Çalışma talimatı: Aşağıda yer alan, büyük olayların insan üzerinde bıraktığı izleri anlatan yazıyı, son cümlesinden sonra gelecek bölümü yazarak sürdürün.
### Okunacak metin ###
İz Bırakanlar ve İzleri:

YAYINLAMA: 28 Nisan 2025 / 00.00 | GÜNCELLEME: 27 Nisan 2025 / 16.43

İçinde yaşadığımız güneş sistemi içindeki olaylar konumuzun kapsamı olsun. Dışına da çıka biliriz. Ama bunun algısı akıl çapımız ve ifadesince olacaktır. Normal, rutin döngüde hiçbir iz bırakılmıyor. Yazın kuraklığını kış tolere ediyor. Ama bir kuyruklu yıldız veya meteor düşüşü iz bırakıyor. Bırakılan izi kaydetmek ve onu yaşantımızla birleştirerek etkisini gözlemlemek bize düşüyor. Doğa tarihi ve jeoloji ile uğraşanlar bu olayların dünyadaki yaşamı değiştirici ve dönüştürücü gücü olduğunu söylüyorlar. İnsanlık tarihi ile uğraşanlar da insanın değişim ve dönüşümüne etki eden olaylar üzerine mitoloji, masal, destan ve hikayelerle dile getirildiğini ifade ederler. Tüm dinlerce kabul edilen Nuh Tufanı mesela. Veyahut siyasi tarihte Troya Savaşı… Bunlar çok geride kaldı ise 1. ve 2. Dünya savaşı…

Yüzyıl içinde gerçekleşen bu olaylara şahitlik edenlerin torunları olarak bizler üzerinde hangi iz bıraktı? Mesela ben ninemi çektiği acı ve korkuyu bilmeden bana yaptığı dürümün içine yağı az sürdüğü için cimri-nekes olarak yargılardım. Savaş gerçek, bıraktığı iz yokluk ve kıtlık. Yansıması? Uygulayan kişiye anlamadan vurulan olumsuz yafta. Ne yaptım? Kıtlığı ortadan kaldırmak için daha çok çalışıp üretip yeteri kadar mı yağ sürdüm ekmeğime? İmkanlar çerçevesinde evet. Ama bu yağı aldığım inekten, ineğin yayıldığı meradan bihaber. Sadece yağıma odaklanarak. Öteki? makine kullanarak daha çok üretimi tercih etti. Bir de bakmışım markette daha kaliteli ve ucuz yağ paketin içinde beni bekliyor. Üç beş kâğıt parçası karşılığı veriyorlar. Aldık yedik. Sonra da o fabrikanın çalışıcısı, çalıştırıcısı yaşamımızın mahkumu olduk.
### Toplanan veriler ###
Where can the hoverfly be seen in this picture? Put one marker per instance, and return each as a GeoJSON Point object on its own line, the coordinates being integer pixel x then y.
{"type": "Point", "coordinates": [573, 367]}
###
Görev yanıtı:
Ninem, doğada yaşıyordu, ineğine ve yağına sahip çıkıyordu çünkü üstünde yaşadığı topraklar ona babasından kalmıştı. Ben ise emeğimin ürününü yiyordum ineksiz ve topraksız. Nihayet tereyağı soframızda görünmez oldu. Margarin yağa devam. Çocuğum benden tereyağı istemiyor. Ama margarin yağını alabilmek için çalışacak iş istiyor. Ev kira, gelir yok. İş? Bulursan asgari ücret. İster vasıflı ol ister vasıfsız. Evlenip yuva kurmanın hayali kurula biliniyor.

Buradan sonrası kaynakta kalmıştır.